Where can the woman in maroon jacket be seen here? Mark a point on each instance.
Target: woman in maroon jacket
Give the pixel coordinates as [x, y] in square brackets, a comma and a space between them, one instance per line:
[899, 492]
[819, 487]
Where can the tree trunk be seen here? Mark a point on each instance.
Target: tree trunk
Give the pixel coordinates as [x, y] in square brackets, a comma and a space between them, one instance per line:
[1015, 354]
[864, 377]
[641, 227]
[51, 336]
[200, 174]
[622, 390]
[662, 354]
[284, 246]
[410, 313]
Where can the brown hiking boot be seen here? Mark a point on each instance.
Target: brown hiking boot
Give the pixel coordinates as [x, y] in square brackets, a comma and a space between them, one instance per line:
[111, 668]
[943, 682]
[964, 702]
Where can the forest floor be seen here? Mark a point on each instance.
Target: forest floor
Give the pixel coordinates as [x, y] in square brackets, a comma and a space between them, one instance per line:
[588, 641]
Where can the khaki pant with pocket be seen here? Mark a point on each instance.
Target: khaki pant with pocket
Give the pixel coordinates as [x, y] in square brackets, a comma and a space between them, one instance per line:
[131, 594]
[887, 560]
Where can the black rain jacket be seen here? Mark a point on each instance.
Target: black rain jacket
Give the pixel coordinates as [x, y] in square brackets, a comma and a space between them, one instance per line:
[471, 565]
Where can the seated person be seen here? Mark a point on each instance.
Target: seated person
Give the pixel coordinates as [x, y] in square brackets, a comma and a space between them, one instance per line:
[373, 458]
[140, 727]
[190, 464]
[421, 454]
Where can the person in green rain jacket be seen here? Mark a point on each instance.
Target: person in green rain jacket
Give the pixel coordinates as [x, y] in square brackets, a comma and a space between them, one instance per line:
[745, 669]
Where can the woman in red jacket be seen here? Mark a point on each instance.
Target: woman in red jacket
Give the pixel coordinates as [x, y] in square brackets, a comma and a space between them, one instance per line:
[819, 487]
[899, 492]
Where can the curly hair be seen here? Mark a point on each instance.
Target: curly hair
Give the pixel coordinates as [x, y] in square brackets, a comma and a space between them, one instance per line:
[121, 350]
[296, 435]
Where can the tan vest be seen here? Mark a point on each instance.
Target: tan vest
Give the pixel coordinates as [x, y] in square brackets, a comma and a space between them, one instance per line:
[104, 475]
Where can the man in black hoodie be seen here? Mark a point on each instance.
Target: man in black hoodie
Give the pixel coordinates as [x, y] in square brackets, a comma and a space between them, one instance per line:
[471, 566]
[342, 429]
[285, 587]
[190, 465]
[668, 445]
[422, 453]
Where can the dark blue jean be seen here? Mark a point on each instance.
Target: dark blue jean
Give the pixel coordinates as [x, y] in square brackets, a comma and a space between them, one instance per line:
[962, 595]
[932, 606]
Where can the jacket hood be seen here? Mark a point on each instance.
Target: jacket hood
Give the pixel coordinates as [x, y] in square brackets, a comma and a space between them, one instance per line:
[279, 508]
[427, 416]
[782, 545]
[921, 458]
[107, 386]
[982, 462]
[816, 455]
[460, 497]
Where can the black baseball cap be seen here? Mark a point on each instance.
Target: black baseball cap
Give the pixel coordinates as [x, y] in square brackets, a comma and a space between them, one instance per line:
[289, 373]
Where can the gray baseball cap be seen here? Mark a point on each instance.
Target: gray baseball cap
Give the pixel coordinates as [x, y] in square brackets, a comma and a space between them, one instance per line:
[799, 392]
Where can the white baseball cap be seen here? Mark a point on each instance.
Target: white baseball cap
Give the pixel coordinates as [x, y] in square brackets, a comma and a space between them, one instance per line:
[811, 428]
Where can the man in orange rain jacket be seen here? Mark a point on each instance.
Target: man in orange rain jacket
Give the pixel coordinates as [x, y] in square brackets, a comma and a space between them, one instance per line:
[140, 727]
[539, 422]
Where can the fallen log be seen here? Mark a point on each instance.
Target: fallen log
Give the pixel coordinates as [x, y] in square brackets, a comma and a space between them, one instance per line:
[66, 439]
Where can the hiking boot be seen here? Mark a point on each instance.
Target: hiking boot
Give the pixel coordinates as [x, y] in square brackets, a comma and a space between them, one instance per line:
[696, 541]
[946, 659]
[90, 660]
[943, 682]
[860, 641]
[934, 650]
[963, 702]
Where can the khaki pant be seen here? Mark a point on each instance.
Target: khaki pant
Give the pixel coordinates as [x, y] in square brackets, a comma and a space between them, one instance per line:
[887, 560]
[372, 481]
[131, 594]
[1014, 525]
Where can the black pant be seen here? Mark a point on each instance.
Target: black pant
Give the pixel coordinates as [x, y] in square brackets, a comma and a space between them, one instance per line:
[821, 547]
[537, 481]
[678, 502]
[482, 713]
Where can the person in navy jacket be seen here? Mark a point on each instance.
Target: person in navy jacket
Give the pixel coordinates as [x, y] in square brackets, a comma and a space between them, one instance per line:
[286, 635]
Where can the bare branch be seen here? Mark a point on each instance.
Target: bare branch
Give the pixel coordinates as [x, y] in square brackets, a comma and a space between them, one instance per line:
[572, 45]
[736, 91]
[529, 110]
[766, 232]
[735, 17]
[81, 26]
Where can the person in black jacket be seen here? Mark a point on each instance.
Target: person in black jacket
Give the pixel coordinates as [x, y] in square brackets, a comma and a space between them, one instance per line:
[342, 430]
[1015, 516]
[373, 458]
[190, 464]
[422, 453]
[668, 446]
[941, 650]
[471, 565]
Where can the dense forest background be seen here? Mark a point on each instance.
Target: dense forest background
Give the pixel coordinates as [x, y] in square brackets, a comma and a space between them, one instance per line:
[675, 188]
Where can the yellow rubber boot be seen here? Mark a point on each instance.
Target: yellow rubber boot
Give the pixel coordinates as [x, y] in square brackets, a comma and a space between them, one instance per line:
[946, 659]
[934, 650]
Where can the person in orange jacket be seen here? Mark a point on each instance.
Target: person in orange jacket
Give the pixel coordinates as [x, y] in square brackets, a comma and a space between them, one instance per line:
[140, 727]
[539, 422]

++++++++

> **Task instructions**: Reproduce every item above word for word, line by line, changing nothing.

> **Solved exercise**:
Where can the woman in maroon jacket be seen here? Mark a point on each instance.
Target: woman in maroon jacket
Give the pixel coordinates as [x, y] in square brackets, a comma and a space between them, one instance per line:
[899, 492]
[819, 487]
Where can the tree trunk be seen here? Mark a point on each instance.
Target: tree trunk
Give the pixel coordinates as [x, y] in square brackets, a comma and a space between them, one instance per line:
[1015, 354]
[864, 377]
[641, 227]
[51, 336]
[200, 174]
[622, 390]
[662, 354]
[284, 246]
[410, 313]
Where can the brown hiking boot be seen here? Mark a point on each instance.
Target: brown hiking boot
Give the pixel coordinates as [x, y] in square brackets, a comma and a space between them, one instance per line:
[111, 668]
[943, 682]
[964, 702]
Where can the forest floor be seen here? Mark a point on each instance.
Target: forest floor
Give the pixel coordinates as [x, y] in square brackets, a comma and a space between them, one instance per line:
[588, 641]
Where can the khaki pant with pocket be seen here? Mark a point on each instance.
Target: khaki pant with pocket
Give the pixel coordinates as [x, y] in square brackets, a comma and a space between them, one instance per line:
[131, 594]
[887, 560]
Where can the black rain jacket be seen here? Mark a point on each instance.
Target: black rain jacket
Give the pixel coordinates as [x, y] in square brackets, a comma and a space between them, one instance per line:
[471, 565]
Where can the seated person be seen here? Mark a point on each instance.
Target: seated person
Give the pixel coordinates as [x, y] in square brackets, a comma and a space between them, one instance per line:
[373, 458]
[140, 727]
[190, 464]
[421, 454]
Where can the person in green rain jacket be seen here? Mark a point on each instance.
Target: person in green rain jacket
Give the pixel coordinates as [x, y] in square brackets, a comma and a space between them, one instance per line:
[745, 669]
Where can the woman in red jacket be seen here? Mark a point on each instance.
Target: woman in red jacket
Give the pixel coordinates as [x, y] in square brackets, a comma and a space between them, one instance per line:
[819, 487]
[899, 492]
Where can the curly hair be seen here? Mark a point on each instance.
Target: curly hair
Give the pixel coordinates as [x, y] in square brackets, a comma and a space between them, one instance per line:
[121, 350]
[296, 435]
Where can the tan vest be seen here? Mark a point on each instance.
Target: tan vest
Give the pixel coordinates as [x, y] in square brackets, a comma and a space between them, one instance per line:
[104, 475]
Where can the man in black hoodie be seen here? Mark a point on each instance.
Target: man in black hoodie
Give the pixel coordinates as [x, y] in square brackets, a comma and a space between them, one instance per line:
[471, 566]
[342, 429]
[285, 587]
[190, 465]
[668, 445]
[422, 453]
Where can the dark blue jean be seen here? Mark a point on each instance.
Target: dark blue jean
Give the pixel coordinates as [x, y] in square brackets, a comma and a space between them, one instance per line:
[962, 595]
[932, 606]
Where can the jacket hood be seen here? Mark a point on each instance.
Target: jacket hood
Give the pixel coordinates as [x, y] in square brackets, a comma and a space between them, one instance per line:
[279, 508]
[427, 416]
[782, 545]
[921, 458]
[107, 386]
[982, 462]
[816, 455]
[460, 497]
Where can the black baseball cap be seen here? Mark a point on each instance.
Target: black baseball cap
Give the pixel coordinates as [x, y] in square brackets, a comma and a space between them, one instance per line:
[289, 373]
Where can the gray baseball cap be seen here? Mark a point on each instance.
Target: gray baseball cap
Give the pixel coordinates as [x, y] in square brackets, a comma and a space between them, one instance per line:
[799, 392]
Where can the white baseball cap be seen here? Mark a point on each instance.
Target: white baseball cap
Give the pixel coordinates as [x, y] in square brackets, a comma and a space between them, one instance per line:
[811, 428]
Where can the man in orange rain jacket be seen here? Mark a point on each instance.
Target: man in orange rain jacket
Give the pixel coordinates as [x, y] in square brackets, a comma and a space between them, one instance per line:
[140, 727]
[539, 422]
Where can the fallen log be seen here? Mark a point on each instance.
Target: fallen log
Give the pixel coordinates as [x, y] in square brackets, a comma and a space between them, one instance per line:
[66, 439]
Where can the hiking boot be seen here? Mark a point on each instance.
Target: hiking boot
Give the pixel coordinates as [x, y] in square brackets, a comma and a space between them, one instance per line:
[696, 541]
[946, 659]
[90, 660]
[943, 682]
[860, 641]
[934, 650]
[963, 702]
Where can the khaki pant be seen here? Mark a point on each instance.
Target: khaki pant
Give the pixel coordinates as [x, y] in square brackets, a comma and a space between them, one instance per line:
[887, 560]
[372, 481]
[131, 594]
[1014, 525]
Where can the black pant be seen here? Mark a point on each instance.
Target: black pant
Give the pixel coordinates as [x, y] in square brackets, a comma and a space between them, one instance per line:
[821, 547]
[537, 481]
[678, 502]
[482, 713]
Where can the person in navy jacket be seen here? Mark a point on each instance.
Target: person in navy jacket
Give the pixel coordinates as [x, y] in square brackets, a comma and a space between them, one instance per line:
[286, 635]
Where can the bare branch be seen here? Mark a point on each instance.
Target: bare branch
Give the pixel coordinates as [x, y] in square brackets, a comma and a space between them, one instance per line:
[572, 45]
[736, 91]
[529, 110]
[766, 232]
[735, 17]
[81, 26]
Where can the person in black jacket be seen here? Mark a point on each instance.
Target: person in black jacket
Give the pixel coordinates as [x, y] in square brackets, a comma and a space between them, one instance per line:
[342, 430]
[1015, 516]
[373, 458]
[190, 464]
[422, 453]
[668, 446]
[941, 650]
[471, 565]
Where can the dense forest background be seen here? Mark a point on each instance.
Target: dense forest background
Give the pixel coordinates as [x, y] in square brackets, a comma and a space between them, one instance per line:
[675, 188]
Where can the yellow rubber boot be seen here? Mark a point on each instance.
Target: yellow rubber boot
Give the pixel coordinates as [x, y] in square brackets, a comma and a space between them, one instance per line:
[946, 659]
[934, 650]
Where can the person in orange jacket be seen here? Mark a point on each instance.
Target: person in orange jacket
Give the pixel coordinates as [x, y] in square brackets, a comma and a space between them, one instance per line:
[140, 727]
[539, 422]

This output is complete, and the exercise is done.